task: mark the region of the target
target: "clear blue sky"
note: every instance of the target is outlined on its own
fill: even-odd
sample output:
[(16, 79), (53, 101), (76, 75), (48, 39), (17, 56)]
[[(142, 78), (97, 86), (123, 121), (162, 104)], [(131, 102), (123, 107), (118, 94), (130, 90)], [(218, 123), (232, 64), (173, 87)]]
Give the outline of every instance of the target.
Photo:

◇ ◇ ◇ ◇ ◇ ◇ ◇

### PROBLEM
Edit the data above by replacing each occurrence of "target" with "object", and write out all the lines again with nothing else changed.

### EXPECTED ANSWER
task: mark the region of the object
object: "clear blue sky"
note: every instance of the object is outlined on its own
fill: even-odd
sample output:
[(16, 79), (53, 101), (76, 75), (48, 39), (17, 56)]
[[(142, 78), (97, 86), (123, 121), (162, 104)], [(131, 102), (123, 107), (118, 94), (130, 90)], [(218, 123), (232, 64), (173, 87)]]
Give the outline of every instance of the object.
Photo:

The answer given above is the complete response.